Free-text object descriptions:
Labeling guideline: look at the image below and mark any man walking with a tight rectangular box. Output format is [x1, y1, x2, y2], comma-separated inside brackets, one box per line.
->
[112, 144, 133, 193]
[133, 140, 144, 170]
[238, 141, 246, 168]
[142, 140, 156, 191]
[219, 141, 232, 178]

• **The problem**
Each line above is to be set down again verbatim.

• **Response below**
Labeling guideline: look at the image below and mark any man walking with a tight rectangular box. Output format is [x1, y1, x2, y2], comma-separated inside brackets, one box per line.
->
[112, 144, 133, 193]
[133, 140, 144, 170]
[238, 141, 246, 168]
[142, 140, 156, 191]
[219, 141, 232, 178]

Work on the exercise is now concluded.